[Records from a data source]
··········
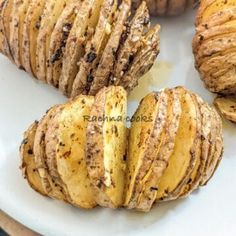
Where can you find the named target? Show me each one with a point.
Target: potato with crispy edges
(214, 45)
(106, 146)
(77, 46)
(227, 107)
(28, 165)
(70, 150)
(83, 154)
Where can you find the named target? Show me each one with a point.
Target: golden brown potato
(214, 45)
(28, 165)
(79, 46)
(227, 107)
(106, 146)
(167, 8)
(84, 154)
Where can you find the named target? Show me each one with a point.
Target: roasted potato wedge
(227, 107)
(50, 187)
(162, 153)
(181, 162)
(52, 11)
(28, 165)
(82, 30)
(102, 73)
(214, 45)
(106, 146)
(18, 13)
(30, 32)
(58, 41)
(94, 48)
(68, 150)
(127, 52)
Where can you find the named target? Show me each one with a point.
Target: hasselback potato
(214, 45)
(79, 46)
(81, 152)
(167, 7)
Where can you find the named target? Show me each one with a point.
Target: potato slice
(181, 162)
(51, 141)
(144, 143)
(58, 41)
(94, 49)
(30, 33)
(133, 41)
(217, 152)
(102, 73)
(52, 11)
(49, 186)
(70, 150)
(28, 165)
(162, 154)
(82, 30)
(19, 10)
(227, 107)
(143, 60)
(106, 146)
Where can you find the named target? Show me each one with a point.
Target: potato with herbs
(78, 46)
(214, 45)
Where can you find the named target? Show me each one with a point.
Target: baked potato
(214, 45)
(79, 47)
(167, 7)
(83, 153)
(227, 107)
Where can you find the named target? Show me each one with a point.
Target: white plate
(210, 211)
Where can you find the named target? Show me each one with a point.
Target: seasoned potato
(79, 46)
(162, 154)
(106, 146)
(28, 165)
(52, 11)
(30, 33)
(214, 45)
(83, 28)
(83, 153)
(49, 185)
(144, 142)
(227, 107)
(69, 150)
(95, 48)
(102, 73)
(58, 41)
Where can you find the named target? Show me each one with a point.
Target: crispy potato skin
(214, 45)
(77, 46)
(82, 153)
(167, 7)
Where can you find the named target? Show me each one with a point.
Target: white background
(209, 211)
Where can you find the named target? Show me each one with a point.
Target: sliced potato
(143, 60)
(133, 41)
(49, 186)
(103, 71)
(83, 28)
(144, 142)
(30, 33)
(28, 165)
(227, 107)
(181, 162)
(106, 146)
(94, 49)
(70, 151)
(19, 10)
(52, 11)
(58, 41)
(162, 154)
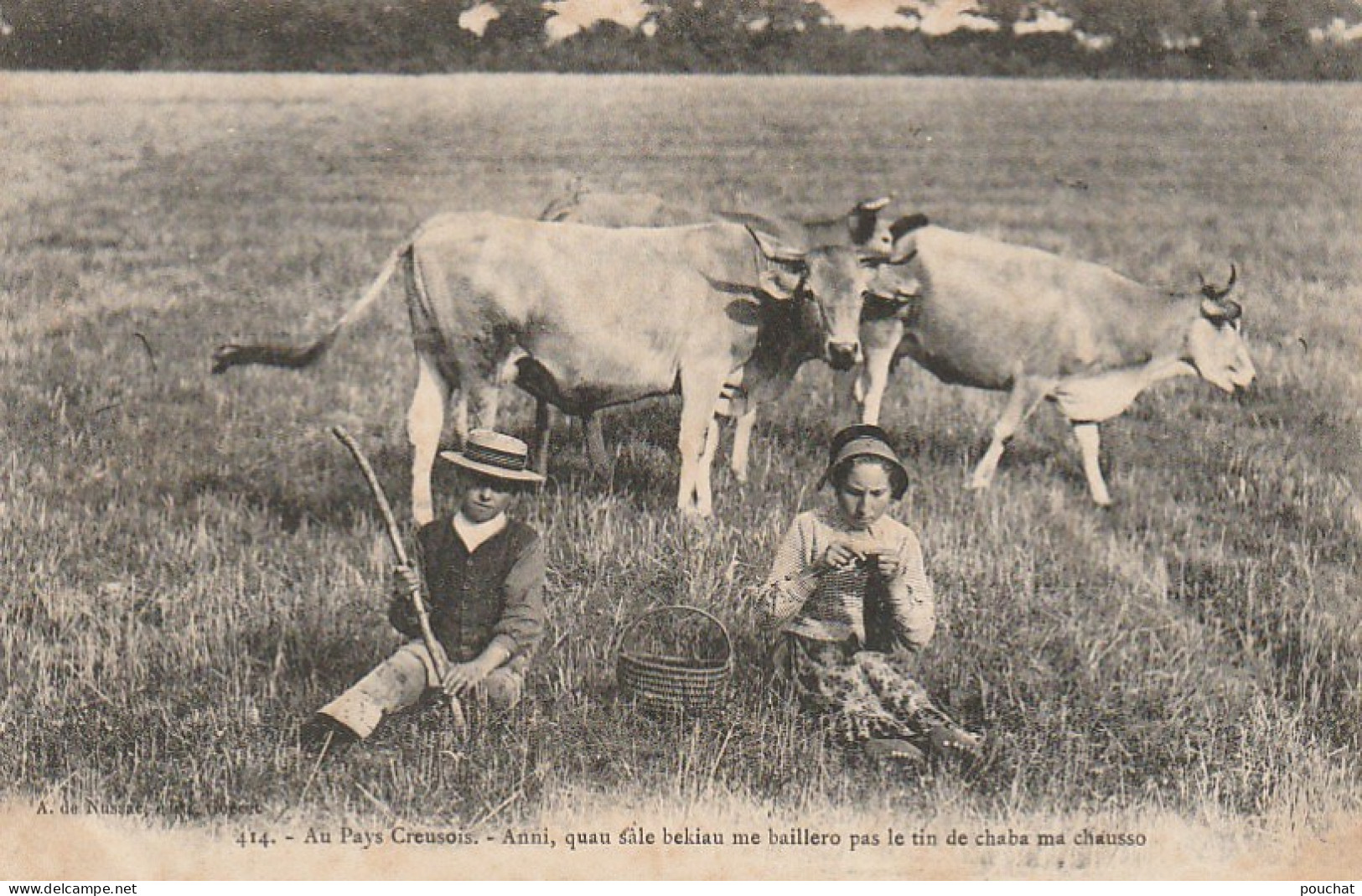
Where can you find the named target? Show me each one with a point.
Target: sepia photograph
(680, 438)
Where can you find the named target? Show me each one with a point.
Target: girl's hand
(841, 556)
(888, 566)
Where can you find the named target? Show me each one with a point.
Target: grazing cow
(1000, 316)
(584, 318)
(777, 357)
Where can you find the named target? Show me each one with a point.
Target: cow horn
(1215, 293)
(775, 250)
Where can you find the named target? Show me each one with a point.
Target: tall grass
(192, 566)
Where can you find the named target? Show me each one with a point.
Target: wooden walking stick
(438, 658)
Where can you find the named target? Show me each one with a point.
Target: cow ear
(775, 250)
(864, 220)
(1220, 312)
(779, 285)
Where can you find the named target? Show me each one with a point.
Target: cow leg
··········
Brief:
Output the records above exactly, leaving out pictures.

Solved problem:
Where can you find the named target? Show me each one with a point.
Target: potato with crispy edges
(214, 45)
(106, 146)
(77, 46)
(227, 107)
(28, 165)
(70, 150)
(83, 154)
Where can you find the named target? Show me each one with a point.
Target: golden brown potato
(214, 45)
(28, 165)
(79, 46)
(227, 107)
(106, 146)
(167, 8)
(84, 154)
Where can you find the named target? Show me each one with a point.
Target: roasted potato wedge
(227, 107)
(50, 187)
(162, 153)
(181, 162)
(52, 11)
(28, 165)
(82, 30)
(102, 73)
(214, 45)
(106, 146)
(18, 13)
(30, 32)
(58, 41)
(94, 48)
(68, 150)
(127, 52)
Where can you find the named target? Show me each one with a point.
Target: hasselback potato
(214, 45)
(79, 46)
(81, 152)
(167, 7)
Where can you find the named target? Show me each one with a point.
Target: potato slice
(181, 162)
(51, 141)
(144, 143)
(58, 41)
(94, 49)
(30, 33)
(133, 41)
(217, 152)
(102, 73)
(52, 11)
(49, 186)
(70, 150)
(28, 165)
(162, 154)
(82, 30)
(19, 10)
(227, 107)
(143, 60)
(106, 146)
Where can you find the named target? Show me each one with a point.
Target: potato with herbs
(78, 46)
(214, 45)
Where can you find the named target? Show me each one with a point.
Target: baked potato
(214, 45)
(79, 47)
(167, 7)
(83, 153)
(227, 107)
Where can you find the named target? Show me each one with a point.
Target: white plate
(210, 211)
Where can you find the named target? Show me each one with a point.
Target: seasoned potato
(79, 46)
(162, 154)
(106, 146)
(28, 165)
(52, 11)
(30, 33)
(214, 45)
(83, 28)
(83, 153)
(49, 185)
(144, 142)
(227, 107)
(69, 150)
(95, 48)
(102, 73)
(58, 41)
Where can you find the named target? Show me each one with a point.
Target: crispy potato skin
(214, 45)
(77, 46)
(82, 153)
(167, 7)
Where can you find the named target? Show me each one with a point.
Target: white background
(209, 211)
Where can you find the named target? Show me each one with a point.
Target: sliced potato
(143, 60)
(133, 41)
(49, 186)
(103, 71)
(83, 28)
(144, 142)
(30, 33)
(28, 165)
(227, 107)
(181, 162)
(106, 146)
(94, 49)
(70, 151)
(19, 10)
(52, 11)
(58, 41)
(162, 154)
Where can you find the named target? Show me each one with a point.
Target: sepia photograph
(680, 438)
Where can you find the named target? Show me each one with a point.
Target: girl's hand
(841, 556)
(888, 566)
Where can you find the named target? Show me each one with a point.
Target: grazing cow
(1000, 316)
(584, 318)
(777, 357)
Where can you find the named target? Show me each one with a point.
Target: cow horn
(1215, 293)
(775, 250)
Where can you find the named target? Show me each one with a point.
Target: tall grass
(192, 566)
Where can you find the named target? Show me each one with a point.
Target: wooden walking stick
(438, 658)
Where can you find the named target? Show me each one with a point.
Target: cow ear
(775, 250)
(864, 220)
(1220, 312)
(779, 285)
Where can you find the named target? Show me each one with a point.
Target: cow leg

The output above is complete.